▶ **Dataset extract**:
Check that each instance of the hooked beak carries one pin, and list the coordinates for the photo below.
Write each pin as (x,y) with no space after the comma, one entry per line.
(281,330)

---

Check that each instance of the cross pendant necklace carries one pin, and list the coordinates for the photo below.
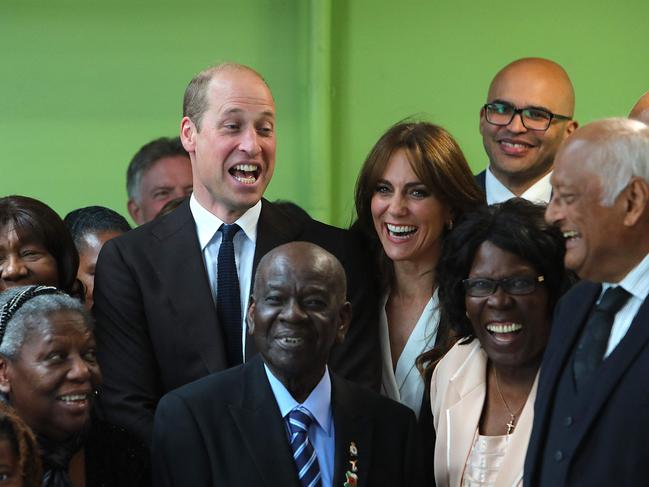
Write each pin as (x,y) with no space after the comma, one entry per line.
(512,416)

==

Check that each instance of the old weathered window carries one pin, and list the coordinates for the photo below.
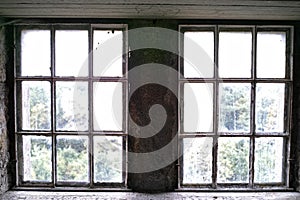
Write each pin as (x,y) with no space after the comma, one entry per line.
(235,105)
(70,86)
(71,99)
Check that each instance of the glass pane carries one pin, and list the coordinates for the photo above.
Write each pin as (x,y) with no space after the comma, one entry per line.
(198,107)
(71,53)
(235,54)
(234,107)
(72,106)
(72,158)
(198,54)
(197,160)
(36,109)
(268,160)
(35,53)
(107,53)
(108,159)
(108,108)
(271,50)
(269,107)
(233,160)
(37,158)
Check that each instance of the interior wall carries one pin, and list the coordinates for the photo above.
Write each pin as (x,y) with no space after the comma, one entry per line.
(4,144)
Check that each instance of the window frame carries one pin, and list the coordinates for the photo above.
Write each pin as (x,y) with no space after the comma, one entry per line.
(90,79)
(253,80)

▶ **Objective**: Tally the lines in the rows above that contain the word "Check" with matching case, and reply with only the number.

▶ **Written reply**: 6